▶ _WORK INSTRUCTIONS_:
A word-for-word repeat of the records below is what this calls for.

▶ _EXERCISE MATERIAL_:
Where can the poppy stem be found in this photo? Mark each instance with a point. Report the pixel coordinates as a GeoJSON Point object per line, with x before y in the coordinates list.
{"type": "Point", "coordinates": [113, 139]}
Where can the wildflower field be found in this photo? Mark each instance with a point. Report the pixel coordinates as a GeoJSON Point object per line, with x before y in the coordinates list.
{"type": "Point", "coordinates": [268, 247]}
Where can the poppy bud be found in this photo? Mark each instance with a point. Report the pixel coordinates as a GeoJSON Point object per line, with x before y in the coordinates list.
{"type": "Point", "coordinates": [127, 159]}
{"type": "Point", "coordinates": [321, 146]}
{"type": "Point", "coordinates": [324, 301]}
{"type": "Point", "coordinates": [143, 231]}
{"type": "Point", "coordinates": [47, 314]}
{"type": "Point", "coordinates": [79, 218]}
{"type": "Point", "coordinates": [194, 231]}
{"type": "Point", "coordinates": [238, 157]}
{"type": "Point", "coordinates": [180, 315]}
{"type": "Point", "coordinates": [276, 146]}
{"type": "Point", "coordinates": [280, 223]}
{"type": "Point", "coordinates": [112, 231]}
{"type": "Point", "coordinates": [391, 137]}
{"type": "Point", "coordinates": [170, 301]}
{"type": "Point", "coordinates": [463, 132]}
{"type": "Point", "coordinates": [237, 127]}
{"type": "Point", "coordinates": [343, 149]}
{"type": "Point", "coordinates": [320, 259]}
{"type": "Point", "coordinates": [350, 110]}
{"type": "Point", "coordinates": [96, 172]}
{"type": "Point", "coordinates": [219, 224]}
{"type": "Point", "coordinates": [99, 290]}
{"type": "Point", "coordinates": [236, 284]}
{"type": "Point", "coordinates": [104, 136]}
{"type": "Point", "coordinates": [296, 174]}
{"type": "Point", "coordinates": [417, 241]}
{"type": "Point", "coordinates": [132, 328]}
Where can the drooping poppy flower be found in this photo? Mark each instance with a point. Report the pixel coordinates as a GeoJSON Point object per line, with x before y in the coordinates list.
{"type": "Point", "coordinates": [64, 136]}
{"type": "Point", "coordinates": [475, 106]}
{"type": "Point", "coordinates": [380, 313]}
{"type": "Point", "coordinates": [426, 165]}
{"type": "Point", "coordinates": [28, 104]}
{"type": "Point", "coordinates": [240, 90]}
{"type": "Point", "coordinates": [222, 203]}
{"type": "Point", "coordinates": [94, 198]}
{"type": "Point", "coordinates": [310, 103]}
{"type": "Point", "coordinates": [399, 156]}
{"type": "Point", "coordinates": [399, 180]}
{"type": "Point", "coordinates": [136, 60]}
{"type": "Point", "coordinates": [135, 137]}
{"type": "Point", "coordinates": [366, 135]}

▶ _SOLUTION FOR THIS EXERCISE_:
Where can the poppy stem be found in this photo? Mark each instance with a point. Report the pixel coordinates as a GeoJSON Point object per line, with x before y in the coordinates list.
{"type": "Point", "coordinates": [113, 139]}
Where can the wildflower field be found in this photo? Mark each instance with a point. Report the pixel coordinates as a GeoJSON Point object per line, with x before y in the coordinates list.
{"type": "Point", "coordinates": [268, 247]}
Where can the poppy bud be found in this photo? Mark each instance with a point. Report the pixel coordinates as a GeoJSON Point object per line, with x before y in the coordinates list.
{"type": "Point", "coordinates": [127, 159]}
{"type": "Point", "coordinates": [321, 146]}
{"type": "Point", "coordinates": [324, 301]}
{"type": "Point", "coordinates": [143, 231]}
{"type": "Point", "coordinates": [47, 314]}
{"type": "Point", "coordinates": [79, 218]}
{"type": "Point", "coordinates": [194, 231]}
{"type": "Point", "coordinates": [238, 157]}
{"type": "Point", "coordinates": [180, 315]}
{"type": "Point", "coordinates": [276, 146]}
{"type": "Point", "coordinates": [280, 223]}
{"type": "Point", "coordinates": [112, 231]}
{"type": "Point", "coordinates": [391, 137]}
{"type": "Point", "coordinates": [170, 301]}
{"type": "Point", "coordinates": [463, 132]}
{"type": "Point", "coordinates": [237, 127]}
{"type": "Point", "coordinates": [343, 149]}
{"type": "Point", "coordinates": [320, 259]}
{"type": "Point", "coordinates": [350, 110]}
{"type": "Point", "coordinates": [96, 172]}
{"type": "Point", "coordinates": [219, 224]}
{"type": "Point", "coordinates": [99, 290]}
{"type": "Point", "coordinates": [236, 284]}
{"type": "Point", "coordinates": [104, 136]}
{"type": "Point", "coordinates": [296, 174]}
{"type": "Point", "coordinates": [417, 241]}
{"type": "Point", "coordinates": [132, 328]}
Where can the drooping poppy flower be found in this photo? Mark each instance with a point. Report the pixel coordinates as a GeoJSON Point object per line, with x before y in the coordinates list.
{"type": "Point", "coordinates": [64, 136]}
{"type": "Point", "coordinates": [475, 106]}
{"type": "Point", "coordinates": [380, 313]}
{"type": "Point", "coordinates": [426, 165]}
{"type": "Point", "coordinates": [28, 104]}
{"type": "Point", "coordinates": [240, 90]}
{"type": "Point", "coordinates": [222, 203]}
{"type": "Point", "coordinates": [94, 198]}
{"type": "Point", "coordinates": [310, 103]}
{"type": "Point", "coordinates": [399, 156]}
{"type": "Point", "coordinates": [399, 180]}
{"type": "Point", "coordinates": [136, 60]}
{"type": "Point", "coordinates": [135, 137]}
{"type": "Point", "coordinates": [366, 135]}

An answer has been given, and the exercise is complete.